40 games in, these players will keep struggling

Steve Mitchell-USA TODAY Sports

We're one-fourth of the way through the season, and things are not looking good for these players.

By the end of Friday every team but the Tigers and Phillies will have played at least 40 games. That's a quarter of the season that has already whizzed past us -- it's pretty sad, actually, as it means we're a quarter of the way to another long offseason. Even sadder is that, while it's still relatively early, this is about the time when we can start to look around and wonder if guys who may have just been having rough starts are actually done as productive players. As we march ever deeper into the 2014 season, these are the guys I am most worried about, one for each position.

Catcher: Travis d'Arnaud, Mets

I usually have a long leash with prospects, especially guys who haven't even been through a full season. But d'Arnaud is already 25 and has hit .204/.286/.296 in 221 plate appearances -- he's also now on the 7-day concussion disabled list. Acquired in the R.A. Dickey deal with Toronto, d'Arnaud was supposed to be the catcher of the future, a guy who combined adequate defense with a power bat. Instead, he has missed half a season with a broken foot and has struggled to drive the ball when he's been on the field. Given the might not be going anywhere this year, the Mets can afford to give d'Arnaud more of a leash, but at some point Juan Centeno or Anthony Recker (or, heck, even Taylor Teagarden) might need to step in to at least provide some more respectability.

First base: Prince Fielder, Rangers

The move to Texas was supposed to rejuvenate Fielder's bat after a productive, but un-Fielder-like 2013. Instead, he's gone deep just three times since joining the Rangers and is hitting the ball on the ground much more than he ever has. While he's walking more and striking out less than he did in Detroit, Fielder's size and lack of speed leave him ill-equipped to beat out infield grounders, and infielders are able to play much further back than they would against a speedier hitter. That means he needs to mash, or at least hit the gaps, and that hasn't been happening in 2014. He's not striking out often, so it's not as if pitchers are just blowing it by him with regularity now that he's 30 years old. Something isn't right with his swing or approach, though, considering all those balls on the ground.

485347965.0Photo credit: Tom Pennington

Second base: Brandon Phillips, Reds

I'm not worried about Dan Uggla being done. I'm sure Uggla is done. Semantics! Phillips got a lot of positive press last year for winning a Gold Glove and driving in 103 runs, but he's been in decline since 2012. This year, he's hitting .281/.304/.412 and striking out five times for every walk. While he's hitting far more balls in the air than ever before, almost a quarter of them are in the infield. He also seems to have lost a step on the bases, where he's 5-for-10 on steals since the start of 2013. Almost 33, Phillips is around that age when second basemen tend to break down physically and see their skills erode. The Reds, meanwhile, are still on the hook for three more years.

Third base: Mike Moustakas, Royals

Moustakas never developed anything like an effective approach at the plate, and in more than 1,600 career plate appearances has an on-base percentage of .290 and just 40 homers to his name. While last year (.233/.287/.364) seemed like rock bottom, Moustakas has just kept on digging and is at .161/.226/.348 even after his game-winning hit and vote of confidence on Wednesday. How often do you see a club farm out its home run leader? At this point, that would be a mercy.

_ _ _ _

Written exercise A>
According to the baseball article, how many home runs has Prince Fielder hit since joining the Rangers?
Written exercise B>
Reproduce the passage of the baseball article from "I usually have" to "some more respectability.".

[Records]
_ _ _ _

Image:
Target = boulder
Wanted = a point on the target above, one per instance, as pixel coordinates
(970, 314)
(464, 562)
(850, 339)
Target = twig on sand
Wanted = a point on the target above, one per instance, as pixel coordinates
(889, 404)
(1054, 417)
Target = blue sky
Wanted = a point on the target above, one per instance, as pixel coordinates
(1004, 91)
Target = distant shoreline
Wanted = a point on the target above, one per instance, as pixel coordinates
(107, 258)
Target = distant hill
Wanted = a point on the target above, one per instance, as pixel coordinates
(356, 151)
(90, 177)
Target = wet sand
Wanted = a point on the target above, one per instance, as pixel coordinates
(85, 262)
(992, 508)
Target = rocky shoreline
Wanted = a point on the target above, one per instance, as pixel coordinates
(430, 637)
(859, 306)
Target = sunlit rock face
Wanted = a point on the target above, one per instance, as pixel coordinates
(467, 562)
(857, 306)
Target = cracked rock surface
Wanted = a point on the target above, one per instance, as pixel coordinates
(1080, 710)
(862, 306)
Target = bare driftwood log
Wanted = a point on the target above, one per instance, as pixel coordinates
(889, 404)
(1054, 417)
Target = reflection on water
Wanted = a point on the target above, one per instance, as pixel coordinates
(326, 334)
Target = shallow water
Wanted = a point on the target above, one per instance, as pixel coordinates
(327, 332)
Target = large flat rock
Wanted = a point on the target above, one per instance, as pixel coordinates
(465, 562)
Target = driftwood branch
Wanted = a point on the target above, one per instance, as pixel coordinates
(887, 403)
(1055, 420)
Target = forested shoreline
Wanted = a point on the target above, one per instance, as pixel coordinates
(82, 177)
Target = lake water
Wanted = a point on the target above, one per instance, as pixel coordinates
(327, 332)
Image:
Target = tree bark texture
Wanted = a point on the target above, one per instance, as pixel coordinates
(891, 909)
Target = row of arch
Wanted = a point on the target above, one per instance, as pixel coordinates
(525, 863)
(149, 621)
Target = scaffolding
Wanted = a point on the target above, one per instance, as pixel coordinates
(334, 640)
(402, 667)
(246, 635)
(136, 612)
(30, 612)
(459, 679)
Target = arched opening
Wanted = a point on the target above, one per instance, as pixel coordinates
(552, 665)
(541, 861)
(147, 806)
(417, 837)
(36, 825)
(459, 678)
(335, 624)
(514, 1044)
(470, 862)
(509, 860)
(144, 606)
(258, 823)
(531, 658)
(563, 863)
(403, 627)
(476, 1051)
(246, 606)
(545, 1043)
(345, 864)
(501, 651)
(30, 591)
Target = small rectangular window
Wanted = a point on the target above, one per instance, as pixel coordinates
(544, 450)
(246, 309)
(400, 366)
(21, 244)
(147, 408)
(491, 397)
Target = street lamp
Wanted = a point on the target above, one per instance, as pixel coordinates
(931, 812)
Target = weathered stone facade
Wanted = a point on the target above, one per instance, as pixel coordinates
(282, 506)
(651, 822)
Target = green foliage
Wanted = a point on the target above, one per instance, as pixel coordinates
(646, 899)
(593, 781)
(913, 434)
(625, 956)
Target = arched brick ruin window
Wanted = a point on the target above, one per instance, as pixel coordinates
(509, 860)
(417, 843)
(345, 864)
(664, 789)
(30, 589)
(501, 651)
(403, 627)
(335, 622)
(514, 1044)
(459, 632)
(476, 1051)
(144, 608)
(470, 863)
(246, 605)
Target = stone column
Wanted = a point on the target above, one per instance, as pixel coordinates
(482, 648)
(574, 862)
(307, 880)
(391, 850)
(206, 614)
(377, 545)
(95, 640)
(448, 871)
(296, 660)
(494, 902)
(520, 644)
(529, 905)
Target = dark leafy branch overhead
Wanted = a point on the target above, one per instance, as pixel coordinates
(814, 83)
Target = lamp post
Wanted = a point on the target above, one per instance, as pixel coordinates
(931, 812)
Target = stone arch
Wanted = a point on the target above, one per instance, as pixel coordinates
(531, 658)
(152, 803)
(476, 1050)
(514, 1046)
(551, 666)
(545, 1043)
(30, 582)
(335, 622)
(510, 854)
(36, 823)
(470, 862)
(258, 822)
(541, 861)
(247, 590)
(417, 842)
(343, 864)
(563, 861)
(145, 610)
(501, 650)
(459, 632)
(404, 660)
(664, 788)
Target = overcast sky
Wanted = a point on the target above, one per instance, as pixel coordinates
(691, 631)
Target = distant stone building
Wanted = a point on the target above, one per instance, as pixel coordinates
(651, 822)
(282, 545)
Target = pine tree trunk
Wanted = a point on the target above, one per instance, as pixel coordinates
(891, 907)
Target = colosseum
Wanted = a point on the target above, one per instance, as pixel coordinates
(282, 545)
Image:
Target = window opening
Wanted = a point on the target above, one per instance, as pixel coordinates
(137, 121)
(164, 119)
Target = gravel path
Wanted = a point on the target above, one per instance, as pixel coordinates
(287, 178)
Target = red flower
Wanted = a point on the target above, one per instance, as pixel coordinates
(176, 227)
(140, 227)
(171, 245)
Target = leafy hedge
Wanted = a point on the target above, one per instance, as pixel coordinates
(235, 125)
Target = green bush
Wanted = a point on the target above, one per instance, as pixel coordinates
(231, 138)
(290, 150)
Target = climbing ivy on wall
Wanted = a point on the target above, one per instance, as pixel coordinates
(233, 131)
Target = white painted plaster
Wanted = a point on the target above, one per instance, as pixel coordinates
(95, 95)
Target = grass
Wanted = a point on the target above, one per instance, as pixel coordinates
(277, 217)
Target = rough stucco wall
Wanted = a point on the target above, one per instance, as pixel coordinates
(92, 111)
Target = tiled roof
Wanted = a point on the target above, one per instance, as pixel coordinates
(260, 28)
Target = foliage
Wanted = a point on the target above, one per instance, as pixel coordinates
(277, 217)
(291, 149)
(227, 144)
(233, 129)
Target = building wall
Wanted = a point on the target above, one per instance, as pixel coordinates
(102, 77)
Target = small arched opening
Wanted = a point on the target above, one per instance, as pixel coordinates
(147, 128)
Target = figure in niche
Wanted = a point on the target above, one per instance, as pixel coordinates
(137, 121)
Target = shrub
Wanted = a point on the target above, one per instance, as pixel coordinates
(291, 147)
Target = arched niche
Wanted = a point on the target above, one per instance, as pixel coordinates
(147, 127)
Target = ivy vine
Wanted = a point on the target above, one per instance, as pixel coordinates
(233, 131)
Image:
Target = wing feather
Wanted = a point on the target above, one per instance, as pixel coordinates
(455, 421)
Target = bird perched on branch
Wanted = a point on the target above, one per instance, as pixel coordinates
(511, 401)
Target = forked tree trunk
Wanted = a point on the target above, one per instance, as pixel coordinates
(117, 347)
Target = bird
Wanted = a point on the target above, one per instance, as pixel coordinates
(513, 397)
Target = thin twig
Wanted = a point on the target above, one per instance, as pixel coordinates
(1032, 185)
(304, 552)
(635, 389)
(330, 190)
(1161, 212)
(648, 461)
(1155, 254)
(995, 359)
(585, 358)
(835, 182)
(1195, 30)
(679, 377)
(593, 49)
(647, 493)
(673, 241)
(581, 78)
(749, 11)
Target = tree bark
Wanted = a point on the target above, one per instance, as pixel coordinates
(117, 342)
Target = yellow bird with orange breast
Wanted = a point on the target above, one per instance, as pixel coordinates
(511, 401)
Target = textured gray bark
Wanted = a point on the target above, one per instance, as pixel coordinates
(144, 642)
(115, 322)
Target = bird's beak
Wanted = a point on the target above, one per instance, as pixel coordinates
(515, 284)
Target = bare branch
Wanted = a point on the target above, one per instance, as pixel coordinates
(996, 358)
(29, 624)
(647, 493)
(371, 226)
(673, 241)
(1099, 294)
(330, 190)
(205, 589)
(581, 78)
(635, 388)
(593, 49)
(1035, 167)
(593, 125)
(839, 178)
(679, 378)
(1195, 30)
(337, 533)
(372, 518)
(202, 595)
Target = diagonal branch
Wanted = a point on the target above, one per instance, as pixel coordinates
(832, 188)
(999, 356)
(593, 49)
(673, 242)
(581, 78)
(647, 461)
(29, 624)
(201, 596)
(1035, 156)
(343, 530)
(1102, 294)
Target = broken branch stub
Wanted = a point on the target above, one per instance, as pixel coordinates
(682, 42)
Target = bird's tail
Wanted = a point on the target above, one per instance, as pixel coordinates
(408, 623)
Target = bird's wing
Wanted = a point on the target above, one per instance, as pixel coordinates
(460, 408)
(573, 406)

_ _ _ _

Output A>
Three

Output B>
I usually have a long leash with prospects, especially guys who haven't even been through a full season. But d'Arnaud is already 25 and has hit .204/.286/.296 in 221 plate appearances -- he's also now on the 7-day concussion disabled list. Acquired in the R.A. Dickey deal with Toronto, d'Arnaud was supposed to be the catcher of the future, a guy who combined adequate defense with a power bat. Instead, he has missed half a season with a broken foot and has struggled to drive the ball when he's been on the field. Given the might not be going anywhere this year, the Mets can afford to give d'Arnaud more of a leash, but at some point Juan Centeno or Anthony Recker (or, heck, even Taylor Teagarden) might need to step in to at least provide some more respectability.